- WHAT IS BEING ASKED
Beginning with the line containing "task: segment each instance of the <item>tattoo" and ending with the last line of the records, set down every line exactly.

- PROVIDED ENTRIES
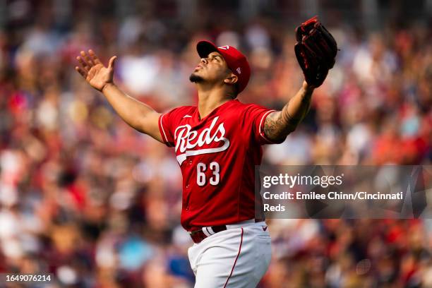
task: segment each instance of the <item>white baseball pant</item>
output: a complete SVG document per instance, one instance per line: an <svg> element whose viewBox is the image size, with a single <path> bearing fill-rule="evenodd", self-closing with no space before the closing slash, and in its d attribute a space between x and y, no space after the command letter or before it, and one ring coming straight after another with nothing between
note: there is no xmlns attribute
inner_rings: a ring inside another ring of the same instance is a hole
<svg viewBox="0 0 432 288"><path fill-rule="evenodd" d="M195 288L254 288L267 271L272 252L265 222L227 228L189 248Z"/></svg>

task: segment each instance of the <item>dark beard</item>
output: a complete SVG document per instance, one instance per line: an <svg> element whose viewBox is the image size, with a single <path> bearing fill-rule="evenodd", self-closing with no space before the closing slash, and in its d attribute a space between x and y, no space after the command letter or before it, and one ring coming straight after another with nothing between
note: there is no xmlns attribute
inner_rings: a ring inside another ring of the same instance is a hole
<svg viewBox="0 0 432 288"><path fill-rule="evenodd" d="M201 76L198 76L192 73L189 76L189 81L192 82L193 83L199 83L200 82L204 81L204 79Z"/></svg>

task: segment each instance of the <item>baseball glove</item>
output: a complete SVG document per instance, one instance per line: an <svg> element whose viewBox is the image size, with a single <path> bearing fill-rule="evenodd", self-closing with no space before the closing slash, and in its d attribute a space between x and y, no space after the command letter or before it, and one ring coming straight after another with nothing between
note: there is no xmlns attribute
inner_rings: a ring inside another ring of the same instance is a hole
<svg viewBox="0 0 432 288"><path fill-rule="evenodd" d="M337 44L315 16L296 28L294 52L308 84L318 87L335 65Z"/></svg>

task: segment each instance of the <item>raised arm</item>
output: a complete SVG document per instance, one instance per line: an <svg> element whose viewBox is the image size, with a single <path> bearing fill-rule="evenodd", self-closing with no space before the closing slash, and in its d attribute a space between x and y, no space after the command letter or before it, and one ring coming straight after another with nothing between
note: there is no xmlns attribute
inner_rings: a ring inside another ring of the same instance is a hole
<svg viewBox="0 0 432 288"><path fill-rule="evenodd" d="M282 111L272 113L265 119L264 133L275 143L283 142L304 118L313 89L323 84L337 54L336 40L316 16L296 28L296 38L294 52L305 81Z"/></svg>
<svg viewBox="0 0 432 288"><path fill-rule="evenodd" d="M265 136L276 143L282 143L294 131L311 107L314 88L304 81L303 86L281 111L270 114L264 122Z"/></svg>
<svg viewBox="0 0 432 288"><path fill-rule="evenodd" d="M160 114L128 96L114 84L114 68L116 58L116 56L111 57L108 67L105 67L92 50L88 50L88 54L81 51L80 56L76 57L80 66L75 69L92 88L102 92L128 125L163 143L157 124Z"/></svg>

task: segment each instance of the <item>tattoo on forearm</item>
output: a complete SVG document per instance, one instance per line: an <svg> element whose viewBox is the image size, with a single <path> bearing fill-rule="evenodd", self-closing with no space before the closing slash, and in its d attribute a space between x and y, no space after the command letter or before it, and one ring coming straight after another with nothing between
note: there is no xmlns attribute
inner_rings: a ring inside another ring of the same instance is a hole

- IN RESPONSE
task: segment each instance of the <item>tattoo on forearm</item>
output: a complete SVG document per instance, one instance per line: an <svg> element whose viewBox is the image size, with a single <path> bearing fill-rule="evenodd", self-closing with no space before the closing slash, and in its d attribute a space between x and y, no space after the command letter or before it, and one ring coming straight after another with nothing between
note: there is no xmlns attribute
inner_rings: a ring inside another ring of the same instance is a hole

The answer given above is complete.